# What is being asked
Check each line of the data for "below" and select those that have it.

Referring expression data
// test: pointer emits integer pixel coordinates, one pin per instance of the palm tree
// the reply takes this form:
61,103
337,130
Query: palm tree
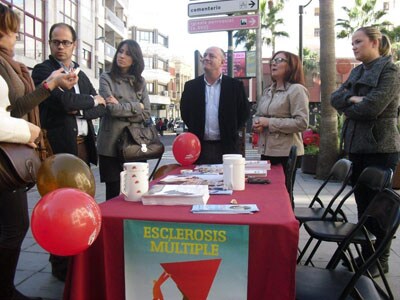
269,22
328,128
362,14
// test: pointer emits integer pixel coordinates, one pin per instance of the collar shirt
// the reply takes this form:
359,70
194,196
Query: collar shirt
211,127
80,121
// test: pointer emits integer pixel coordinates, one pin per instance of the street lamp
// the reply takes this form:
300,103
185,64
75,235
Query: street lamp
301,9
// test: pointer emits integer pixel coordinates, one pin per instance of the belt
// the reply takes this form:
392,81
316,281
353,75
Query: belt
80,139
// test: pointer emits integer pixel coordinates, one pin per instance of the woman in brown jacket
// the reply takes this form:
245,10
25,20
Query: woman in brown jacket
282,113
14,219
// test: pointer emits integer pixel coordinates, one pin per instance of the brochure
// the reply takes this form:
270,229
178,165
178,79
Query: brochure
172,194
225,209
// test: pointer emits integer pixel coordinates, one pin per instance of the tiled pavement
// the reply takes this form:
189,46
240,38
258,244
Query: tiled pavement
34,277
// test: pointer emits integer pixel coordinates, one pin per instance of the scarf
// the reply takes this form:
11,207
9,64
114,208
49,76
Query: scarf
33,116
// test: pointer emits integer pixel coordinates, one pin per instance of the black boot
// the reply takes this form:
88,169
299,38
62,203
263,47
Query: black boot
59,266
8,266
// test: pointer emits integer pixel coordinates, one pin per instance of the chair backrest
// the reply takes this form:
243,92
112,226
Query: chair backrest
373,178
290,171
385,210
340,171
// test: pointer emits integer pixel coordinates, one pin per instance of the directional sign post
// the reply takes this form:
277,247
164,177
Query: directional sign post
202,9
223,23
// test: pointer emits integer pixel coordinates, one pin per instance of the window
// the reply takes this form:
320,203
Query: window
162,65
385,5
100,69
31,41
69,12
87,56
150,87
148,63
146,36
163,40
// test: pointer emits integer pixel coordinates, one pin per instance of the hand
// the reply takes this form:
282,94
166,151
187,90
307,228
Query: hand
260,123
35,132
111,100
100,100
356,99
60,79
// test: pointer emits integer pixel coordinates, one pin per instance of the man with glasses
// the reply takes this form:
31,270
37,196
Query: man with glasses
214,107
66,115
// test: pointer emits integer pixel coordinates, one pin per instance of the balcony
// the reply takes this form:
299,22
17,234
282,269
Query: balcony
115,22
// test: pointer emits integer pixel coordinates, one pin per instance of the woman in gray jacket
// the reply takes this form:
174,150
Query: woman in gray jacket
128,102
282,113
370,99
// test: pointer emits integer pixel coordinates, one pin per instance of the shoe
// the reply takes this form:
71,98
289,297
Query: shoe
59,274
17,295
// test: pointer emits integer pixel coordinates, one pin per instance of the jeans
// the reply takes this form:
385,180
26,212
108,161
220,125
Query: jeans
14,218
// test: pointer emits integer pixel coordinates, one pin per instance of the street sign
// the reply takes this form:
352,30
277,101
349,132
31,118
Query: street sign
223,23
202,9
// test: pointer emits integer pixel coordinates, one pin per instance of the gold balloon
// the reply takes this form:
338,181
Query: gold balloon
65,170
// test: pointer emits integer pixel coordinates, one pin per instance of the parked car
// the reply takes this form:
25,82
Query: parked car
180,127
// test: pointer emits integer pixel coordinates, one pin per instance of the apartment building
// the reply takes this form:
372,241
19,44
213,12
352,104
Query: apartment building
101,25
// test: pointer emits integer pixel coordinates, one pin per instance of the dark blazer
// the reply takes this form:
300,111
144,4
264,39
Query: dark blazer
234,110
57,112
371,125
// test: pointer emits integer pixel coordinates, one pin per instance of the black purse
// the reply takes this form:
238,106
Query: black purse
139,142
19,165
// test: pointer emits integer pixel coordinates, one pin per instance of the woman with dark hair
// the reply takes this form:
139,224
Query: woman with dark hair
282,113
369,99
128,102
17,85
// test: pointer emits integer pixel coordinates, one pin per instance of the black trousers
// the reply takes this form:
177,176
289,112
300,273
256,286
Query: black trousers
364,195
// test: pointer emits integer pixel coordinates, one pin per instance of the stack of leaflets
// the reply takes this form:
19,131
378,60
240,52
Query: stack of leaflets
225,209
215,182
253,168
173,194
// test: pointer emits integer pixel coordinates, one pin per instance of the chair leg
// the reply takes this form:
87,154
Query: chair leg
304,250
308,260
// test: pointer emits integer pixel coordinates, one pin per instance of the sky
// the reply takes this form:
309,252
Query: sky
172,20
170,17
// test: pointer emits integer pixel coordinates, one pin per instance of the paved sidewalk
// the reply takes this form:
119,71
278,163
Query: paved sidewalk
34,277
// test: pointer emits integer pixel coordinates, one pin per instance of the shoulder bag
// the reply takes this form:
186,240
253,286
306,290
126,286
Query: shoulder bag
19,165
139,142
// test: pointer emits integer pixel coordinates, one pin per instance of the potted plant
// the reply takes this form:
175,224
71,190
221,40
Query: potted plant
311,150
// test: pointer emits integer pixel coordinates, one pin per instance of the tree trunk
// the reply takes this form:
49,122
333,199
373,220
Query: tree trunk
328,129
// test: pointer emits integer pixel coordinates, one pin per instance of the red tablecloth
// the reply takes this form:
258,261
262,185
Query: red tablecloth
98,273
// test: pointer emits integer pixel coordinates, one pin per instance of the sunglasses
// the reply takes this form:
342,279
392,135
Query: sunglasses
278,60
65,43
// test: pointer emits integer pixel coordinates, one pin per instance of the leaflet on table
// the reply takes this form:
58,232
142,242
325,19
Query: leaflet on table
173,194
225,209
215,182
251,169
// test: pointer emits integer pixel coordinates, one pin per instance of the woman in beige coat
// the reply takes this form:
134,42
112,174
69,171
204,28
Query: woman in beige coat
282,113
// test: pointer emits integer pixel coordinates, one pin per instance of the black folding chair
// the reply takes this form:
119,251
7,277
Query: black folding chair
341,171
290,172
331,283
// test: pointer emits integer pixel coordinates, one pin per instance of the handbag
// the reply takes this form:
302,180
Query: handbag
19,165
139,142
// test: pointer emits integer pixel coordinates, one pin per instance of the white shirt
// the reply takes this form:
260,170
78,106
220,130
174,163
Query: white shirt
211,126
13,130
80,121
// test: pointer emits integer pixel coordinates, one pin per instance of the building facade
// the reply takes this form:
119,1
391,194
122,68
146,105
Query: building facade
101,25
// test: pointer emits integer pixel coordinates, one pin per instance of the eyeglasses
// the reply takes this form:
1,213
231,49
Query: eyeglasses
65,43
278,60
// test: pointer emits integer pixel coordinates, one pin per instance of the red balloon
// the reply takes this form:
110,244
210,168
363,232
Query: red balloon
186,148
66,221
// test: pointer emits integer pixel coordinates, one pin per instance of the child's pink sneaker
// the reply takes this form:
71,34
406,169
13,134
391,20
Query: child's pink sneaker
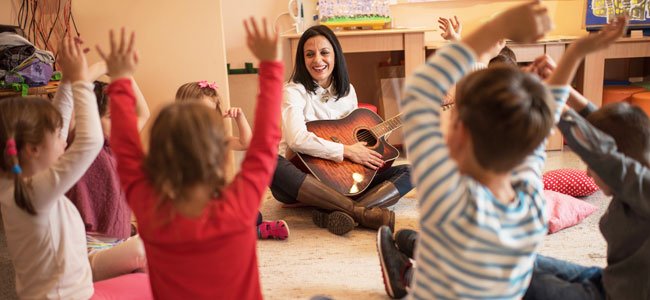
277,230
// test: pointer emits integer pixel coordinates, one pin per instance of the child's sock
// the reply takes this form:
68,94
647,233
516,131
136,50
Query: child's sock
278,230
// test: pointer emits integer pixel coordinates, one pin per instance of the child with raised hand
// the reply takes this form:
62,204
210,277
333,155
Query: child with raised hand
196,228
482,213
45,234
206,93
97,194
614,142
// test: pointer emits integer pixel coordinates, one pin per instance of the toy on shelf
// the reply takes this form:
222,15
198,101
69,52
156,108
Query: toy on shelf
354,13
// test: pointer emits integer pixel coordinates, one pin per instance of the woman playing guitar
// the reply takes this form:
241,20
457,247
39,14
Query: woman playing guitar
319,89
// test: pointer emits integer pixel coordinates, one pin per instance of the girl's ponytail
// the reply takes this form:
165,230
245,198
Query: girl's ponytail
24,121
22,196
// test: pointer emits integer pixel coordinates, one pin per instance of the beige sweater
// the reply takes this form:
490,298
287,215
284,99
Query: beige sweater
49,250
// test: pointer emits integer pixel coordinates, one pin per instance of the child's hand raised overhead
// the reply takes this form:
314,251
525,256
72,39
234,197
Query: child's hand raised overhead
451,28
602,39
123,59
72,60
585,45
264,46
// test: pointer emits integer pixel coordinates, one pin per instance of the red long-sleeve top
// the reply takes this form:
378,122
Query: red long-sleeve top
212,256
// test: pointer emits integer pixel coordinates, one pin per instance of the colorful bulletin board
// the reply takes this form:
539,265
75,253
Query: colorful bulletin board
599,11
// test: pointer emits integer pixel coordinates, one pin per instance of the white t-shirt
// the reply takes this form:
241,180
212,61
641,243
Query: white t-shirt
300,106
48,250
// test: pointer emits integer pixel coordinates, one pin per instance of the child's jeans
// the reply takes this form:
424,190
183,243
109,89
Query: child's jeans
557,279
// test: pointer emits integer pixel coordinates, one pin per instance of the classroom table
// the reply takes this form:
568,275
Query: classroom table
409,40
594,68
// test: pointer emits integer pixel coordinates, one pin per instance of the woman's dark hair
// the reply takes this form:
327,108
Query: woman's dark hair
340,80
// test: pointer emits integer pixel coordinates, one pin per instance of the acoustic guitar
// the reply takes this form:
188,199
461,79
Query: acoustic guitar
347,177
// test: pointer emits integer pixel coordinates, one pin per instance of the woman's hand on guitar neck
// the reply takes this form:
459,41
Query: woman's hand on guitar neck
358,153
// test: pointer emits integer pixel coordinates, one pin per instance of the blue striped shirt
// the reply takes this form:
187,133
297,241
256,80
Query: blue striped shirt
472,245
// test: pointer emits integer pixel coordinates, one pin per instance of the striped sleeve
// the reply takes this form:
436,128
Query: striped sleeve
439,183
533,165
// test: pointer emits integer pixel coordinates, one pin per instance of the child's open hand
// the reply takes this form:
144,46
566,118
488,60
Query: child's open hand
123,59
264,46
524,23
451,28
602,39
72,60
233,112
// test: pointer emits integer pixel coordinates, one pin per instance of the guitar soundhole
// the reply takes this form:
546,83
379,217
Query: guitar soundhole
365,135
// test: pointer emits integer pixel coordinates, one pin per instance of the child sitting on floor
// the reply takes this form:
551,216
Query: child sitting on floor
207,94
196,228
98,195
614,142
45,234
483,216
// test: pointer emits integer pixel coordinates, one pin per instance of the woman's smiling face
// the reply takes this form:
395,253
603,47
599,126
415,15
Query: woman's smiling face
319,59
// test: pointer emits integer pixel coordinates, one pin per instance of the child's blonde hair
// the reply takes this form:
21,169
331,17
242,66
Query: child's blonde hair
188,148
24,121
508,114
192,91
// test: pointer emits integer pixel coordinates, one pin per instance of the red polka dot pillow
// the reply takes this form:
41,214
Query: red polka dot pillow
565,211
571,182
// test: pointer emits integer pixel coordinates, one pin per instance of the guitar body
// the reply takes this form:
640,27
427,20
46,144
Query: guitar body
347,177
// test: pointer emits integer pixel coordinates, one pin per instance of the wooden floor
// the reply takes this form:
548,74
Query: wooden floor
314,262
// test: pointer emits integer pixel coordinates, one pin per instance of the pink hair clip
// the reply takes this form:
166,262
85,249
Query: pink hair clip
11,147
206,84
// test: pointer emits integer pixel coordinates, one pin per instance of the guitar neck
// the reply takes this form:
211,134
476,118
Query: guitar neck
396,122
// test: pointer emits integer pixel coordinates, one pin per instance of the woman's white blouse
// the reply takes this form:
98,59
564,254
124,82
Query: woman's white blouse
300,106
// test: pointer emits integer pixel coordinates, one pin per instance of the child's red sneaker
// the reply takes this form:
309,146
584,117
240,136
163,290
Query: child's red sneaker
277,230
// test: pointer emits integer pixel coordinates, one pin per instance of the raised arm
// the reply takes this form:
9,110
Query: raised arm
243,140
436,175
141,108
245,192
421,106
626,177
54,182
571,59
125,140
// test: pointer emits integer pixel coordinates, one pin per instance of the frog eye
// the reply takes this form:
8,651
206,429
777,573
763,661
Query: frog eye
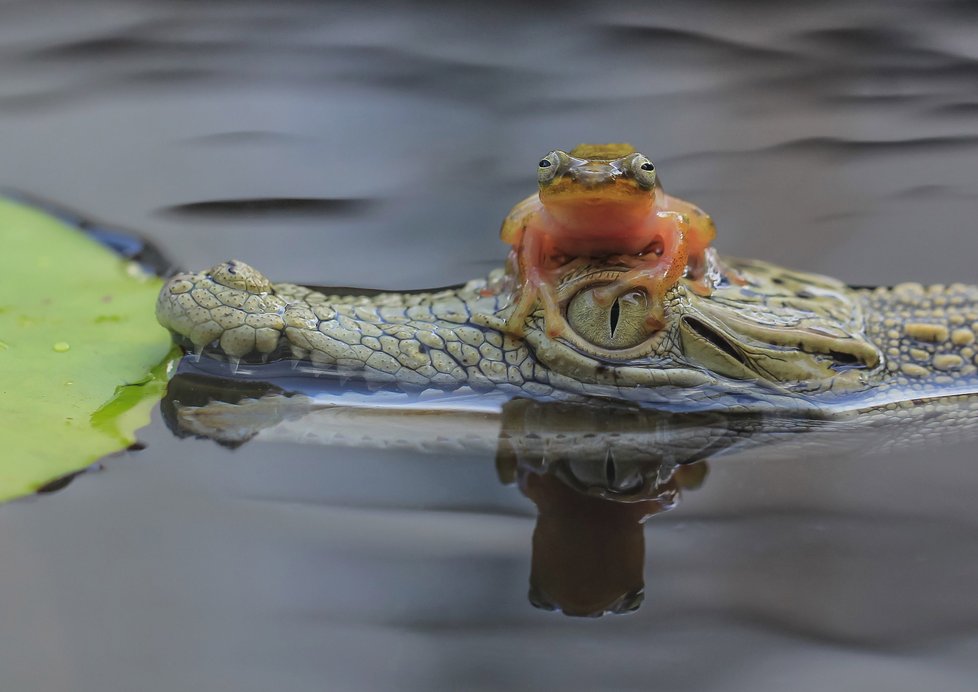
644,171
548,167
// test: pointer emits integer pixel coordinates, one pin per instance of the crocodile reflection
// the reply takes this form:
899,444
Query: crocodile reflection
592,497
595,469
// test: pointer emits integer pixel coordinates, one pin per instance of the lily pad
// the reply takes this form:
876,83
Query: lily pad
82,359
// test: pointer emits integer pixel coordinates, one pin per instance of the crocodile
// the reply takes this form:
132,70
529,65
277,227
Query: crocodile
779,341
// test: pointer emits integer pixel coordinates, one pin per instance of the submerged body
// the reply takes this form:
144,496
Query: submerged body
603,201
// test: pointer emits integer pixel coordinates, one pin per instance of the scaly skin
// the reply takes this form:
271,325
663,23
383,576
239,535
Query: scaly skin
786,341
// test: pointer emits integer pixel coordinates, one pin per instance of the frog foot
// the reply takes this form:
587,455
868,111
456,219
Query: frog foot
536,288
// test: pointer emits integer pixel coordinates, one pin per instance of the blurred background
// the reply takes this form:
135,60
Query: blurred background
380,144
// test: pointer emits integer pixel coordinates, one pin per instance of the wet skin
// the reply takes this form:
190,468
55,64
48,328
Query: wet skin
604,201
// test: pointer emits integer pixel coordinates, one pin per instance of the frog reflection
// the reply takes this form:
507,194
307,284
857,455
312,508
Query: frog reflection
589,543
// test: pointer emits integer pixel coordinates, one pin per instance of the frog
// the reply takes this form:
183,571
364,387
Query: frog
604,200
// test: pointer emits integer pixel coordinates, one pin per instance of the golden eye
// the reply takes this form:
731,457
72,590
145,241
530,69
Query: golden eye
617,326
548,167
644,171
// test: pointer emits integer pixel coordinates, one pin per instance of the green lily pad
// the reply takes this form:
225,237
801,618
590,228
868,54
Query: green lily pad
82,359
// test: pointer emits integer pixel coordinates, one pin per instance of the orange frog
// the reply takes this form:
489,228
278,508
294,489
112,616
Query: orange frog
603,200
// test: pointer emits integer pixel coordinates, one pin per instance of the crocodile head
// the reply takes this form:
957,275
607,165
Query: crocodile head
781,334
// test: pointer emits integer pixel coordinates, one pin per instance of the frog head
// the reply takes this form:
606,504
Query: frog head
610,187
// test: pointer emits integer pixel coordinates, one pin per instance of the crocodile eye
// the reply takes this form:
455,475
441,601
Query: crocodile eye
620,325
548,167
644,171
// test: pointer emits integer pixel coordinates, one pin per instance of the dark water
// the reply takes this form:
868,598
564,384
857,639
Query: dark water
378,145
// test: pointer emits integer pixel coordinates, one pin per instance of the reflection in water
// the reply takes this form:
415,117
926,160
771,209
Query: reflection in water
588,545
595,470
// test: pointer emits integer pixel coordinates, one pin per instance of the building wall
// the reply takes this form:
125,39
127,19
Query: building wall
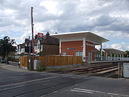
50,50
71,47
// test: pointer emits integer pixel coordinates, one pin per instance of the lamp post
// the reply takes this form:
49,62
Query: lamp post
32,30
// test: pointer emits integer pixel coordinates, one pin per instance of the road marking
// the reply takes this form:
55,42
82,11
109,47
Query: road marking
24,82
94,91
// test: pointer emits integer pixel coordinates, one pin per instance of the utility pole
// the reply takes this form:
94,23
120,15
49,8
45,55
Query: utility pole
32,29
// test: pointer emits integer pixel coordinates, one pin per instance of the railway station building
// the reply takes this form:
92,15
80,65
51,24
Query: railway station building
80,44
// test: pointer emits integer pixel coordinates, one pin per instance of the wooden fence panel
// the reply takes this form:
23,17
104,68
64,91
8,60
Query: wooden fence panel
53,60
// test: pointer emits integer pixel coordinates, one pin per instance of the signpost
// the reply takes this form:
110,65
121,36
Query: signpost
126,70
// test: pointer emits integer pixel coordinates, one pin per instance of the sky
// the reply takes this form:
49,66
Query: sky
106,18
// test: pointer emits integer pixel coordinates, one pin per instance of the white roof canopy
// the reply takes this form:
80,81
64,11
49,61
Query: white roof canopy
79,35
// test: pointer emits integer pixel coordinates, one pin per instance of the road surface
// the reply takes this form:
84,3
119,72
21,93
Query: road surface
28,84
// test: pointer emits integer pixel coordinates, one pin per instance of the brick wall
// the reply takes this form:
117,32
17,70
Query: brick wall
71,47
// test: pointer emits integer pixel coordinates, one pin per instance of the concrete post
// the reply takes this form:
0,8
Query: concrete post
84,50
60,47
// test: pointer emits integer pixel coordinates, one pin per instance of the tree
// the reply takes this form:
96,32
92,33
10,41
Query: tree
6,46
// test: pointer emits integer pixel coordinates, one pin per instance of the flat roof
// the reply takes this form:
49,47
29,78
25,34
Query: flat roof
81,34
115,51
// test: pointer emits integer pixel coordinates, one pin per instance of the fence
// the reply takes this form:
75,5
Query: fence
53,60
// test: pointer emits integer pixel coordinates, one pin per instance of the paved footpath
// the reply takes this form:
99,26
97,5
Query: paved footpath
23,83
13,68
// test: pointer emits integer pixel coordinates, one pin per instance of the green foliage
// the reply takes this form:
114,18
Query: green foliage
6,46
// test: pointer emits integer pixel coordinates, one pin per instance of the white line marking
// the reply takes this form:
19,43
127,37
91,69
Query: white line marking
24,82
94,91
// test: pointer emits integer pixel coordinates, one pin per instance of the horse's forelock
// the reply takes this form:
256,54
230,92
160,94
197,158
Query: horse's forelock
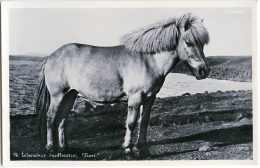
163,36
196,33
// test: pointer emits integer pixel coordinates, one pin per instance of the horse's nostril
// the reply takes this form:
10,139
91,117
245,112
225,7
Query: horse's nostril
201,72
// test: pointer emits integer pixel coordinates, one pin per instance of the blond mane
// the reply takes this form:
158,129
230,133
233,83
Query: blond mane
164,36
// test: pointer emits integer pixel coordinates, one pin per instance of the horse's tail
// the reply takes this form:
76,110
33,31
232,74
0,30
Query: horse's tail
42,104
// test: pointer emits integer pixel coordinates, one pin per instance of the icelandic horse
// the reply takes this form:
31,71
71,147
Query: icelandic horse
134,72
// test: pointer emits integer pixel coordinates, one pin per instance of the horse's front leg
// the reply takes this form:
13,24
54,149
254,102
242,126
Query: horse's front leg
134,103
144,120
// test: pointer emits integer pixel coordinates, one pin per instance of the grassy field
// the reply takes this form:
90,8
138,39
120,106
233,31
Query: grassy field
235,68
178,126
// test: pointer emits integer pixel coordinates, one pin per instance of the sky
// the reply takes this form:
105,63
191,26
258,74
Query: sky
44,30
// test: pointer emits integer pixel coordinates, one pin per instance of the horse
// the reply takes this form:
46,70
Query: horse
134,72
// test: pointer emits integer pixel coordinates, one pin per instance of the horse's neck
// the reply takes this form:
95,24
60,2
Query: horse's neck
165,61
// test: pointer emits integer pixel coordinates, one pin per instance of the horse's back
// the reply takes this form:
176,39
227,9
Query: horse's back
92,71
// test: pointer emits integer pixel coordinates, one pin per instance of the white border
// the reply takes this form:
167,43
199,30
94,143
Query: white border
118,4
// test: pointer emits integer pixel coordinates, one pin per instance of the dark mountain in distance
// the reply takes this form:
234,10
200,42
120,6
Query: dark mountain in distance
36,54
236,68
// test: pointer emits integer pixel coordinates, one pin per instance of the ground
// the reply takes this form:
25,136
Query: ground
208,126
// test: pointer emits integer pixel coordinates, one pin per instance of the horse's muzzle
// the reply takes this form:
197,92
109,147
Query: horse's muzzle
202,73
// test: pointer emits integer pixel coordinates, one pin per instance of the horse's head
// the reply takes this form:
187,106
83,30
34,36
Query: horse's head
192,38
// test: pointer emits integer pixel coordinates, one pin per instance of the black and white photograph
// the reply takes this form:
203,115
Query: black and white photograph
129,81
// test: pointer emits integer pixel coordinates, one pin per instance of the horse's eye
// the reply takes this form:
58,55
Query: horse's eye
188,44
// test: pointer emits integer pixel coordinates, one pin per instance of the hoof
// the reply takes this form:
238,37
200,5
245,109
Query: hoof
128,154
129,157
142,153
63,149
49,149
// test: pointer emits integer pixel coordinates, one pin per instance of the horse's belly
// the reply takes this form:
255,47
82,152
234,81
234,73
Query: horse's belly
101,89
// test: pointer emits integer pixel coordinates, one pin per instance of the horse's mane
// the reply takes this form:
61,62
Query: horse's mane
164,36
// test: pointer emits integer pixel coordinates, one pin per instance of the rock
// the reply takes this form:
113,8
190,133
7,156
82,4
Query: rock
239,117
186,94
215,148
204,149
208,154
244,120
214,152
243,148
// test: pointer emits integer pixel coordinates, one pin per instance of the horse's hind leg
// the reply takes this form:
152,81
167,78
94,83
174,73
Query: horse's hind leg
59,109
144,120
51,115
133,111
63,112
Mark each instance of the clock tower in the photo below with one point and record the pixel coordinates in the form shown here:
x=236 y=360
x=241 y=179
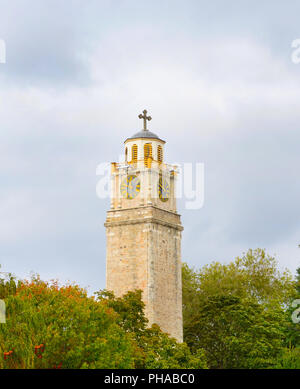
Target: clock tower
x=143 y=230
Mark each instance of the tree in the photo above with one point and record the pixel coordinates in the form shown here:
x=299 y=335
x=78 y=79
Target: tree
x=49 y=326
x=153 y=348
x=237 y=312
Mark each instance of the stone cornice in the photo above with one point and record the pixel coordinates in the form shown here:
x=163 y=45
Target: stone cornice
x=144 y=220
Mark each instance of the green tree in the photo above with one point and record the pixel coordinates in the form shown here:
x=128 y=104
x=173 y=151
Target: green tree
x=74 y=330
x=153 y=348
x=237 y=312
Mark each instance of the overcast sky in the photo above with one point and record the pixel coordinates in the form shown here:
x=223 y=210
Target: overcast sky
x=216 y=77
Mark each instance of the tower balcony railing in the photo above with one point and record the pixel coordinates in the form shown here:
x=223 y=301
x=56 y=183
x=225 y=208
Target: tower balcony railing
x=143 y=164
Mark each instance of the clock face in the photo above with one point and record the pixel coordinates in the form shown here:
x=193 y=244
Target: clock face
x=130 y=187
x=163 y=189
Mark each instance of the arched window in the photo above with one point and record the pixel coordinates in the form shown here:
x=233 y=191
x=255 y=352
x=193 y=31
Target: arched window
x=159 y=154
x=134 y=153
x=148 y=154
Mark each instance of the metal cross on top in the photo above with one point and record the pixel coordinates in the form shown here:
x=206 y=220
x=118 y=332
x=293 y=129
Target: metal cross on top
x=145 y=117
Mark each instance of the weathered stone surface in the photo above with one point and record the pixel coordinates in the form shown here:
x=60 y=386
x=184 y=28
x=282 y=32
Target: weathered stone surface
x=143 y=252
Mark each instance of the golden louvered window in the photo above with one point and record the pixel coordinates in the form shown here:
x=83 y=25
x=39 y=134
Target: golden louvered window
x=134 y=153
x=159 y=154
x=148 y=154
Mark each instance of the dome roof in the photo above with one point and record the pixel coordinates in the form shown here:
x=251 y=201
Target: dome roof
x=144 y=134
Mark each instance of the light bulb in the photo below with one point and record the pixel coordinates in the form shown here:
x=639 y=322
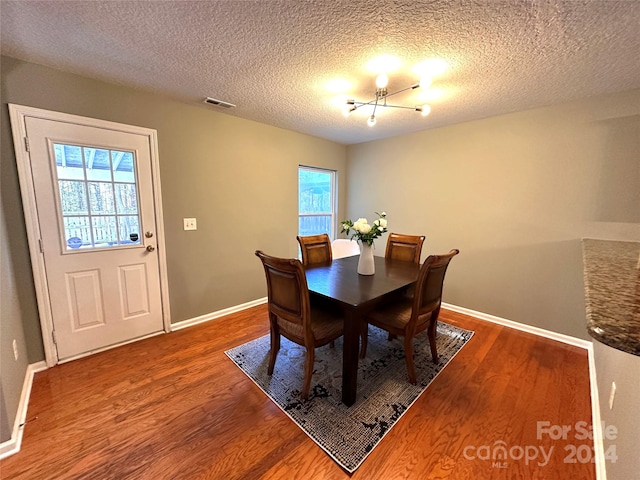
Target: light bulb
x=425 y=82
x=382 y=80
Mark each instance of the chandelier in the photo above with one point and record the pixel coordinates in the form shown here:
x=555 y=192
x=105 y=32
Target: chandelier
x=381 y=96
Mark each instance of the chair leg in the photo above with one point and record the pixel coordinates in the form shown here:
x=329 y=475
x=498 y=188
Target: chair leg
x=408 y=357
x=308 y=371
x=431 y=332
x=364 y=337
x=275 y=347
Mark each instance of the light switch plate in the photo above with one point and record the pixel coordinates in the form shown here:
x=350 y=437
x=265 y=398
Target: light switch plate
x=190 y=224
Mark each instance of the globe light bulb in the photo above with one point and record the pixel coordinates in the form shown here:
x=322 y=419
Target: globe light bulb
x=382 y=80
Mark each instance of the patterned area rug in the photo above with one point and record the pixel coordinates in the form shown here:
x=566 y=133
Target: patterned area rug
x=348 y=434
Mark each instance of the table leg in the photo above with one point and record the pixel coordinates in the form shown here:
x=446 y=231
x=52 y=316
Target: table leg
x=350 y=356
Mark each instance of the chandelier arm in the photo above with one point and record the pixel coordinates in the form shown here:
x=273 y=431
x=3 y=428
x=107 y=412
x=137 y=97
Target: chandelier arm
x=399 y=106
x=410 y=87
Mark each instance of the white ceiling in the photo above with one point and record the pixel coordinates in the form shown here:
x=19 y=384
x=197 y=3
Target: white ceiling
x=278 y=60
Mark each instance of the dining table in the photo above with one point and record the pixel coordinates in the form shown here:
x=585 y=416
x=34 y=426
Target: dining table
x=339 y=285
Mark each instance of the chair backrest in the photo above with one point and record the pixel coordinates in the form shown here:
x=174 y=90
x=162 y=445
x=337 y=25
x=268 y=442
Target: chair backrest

# Completed exercise
Mark each instance of the clock tower in the photo below with one point and record the pixel coordinates in the form shown here:
Mark each instance of the light bulb in the photo below with one point and record the pixel coordinates in the form shown here:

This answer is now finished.